= Exercise aim =
Report how many lines in the items below contain the string "pool", giving only the number.

= Excerpted records =
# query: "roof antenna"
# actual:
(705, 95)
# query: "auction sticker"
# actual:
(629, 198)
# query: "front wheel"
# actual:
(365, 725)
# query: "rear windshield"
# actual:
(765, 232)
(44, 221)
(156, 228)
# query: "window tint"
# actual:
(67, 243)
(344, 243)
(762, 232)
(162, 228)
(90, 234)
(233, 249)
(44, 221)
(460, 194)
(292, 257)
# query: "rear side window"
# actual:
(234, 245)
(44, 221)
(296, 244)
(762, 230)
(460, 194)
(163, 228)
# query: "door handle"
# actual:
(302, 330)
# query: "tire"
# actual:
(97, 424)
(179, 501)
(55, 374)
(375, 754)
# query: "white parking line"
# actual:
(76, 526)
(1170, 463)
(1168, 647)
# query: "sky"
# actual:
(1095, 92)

==

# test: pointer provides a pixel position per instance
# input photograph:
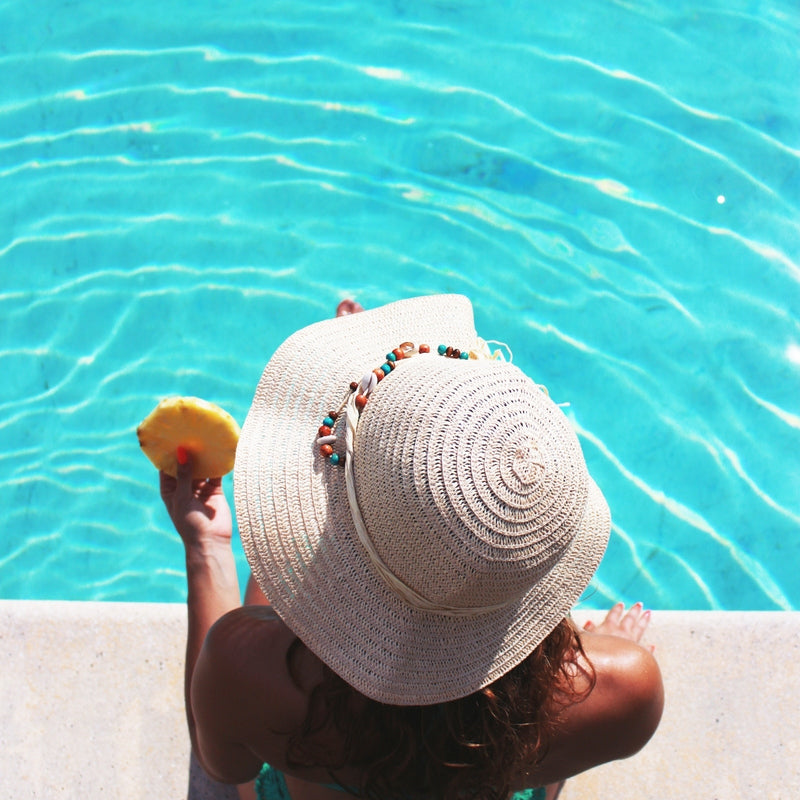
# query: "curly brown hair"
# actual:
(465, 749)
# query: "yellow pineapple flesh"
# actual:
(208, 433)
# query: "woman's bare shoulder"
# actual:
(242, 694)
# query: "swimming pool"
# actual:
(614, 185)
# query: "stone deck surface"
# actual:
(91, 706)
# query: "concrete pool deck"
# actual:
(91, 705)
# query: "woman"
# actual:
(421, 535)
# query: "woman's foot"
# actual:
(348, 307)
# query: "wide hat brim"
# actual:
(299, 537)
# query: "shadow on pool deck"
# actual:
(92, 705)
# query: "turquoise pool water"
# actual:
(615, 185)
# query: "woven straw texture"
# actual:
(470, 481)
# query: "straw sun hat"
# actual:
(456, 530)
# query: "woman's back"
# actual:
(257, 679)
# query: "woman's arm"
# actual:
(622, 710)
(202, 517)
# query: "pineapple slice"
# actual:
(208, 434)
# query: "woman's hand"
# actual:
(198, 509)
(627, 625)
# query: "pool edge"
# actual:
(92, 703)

= Correct response =
5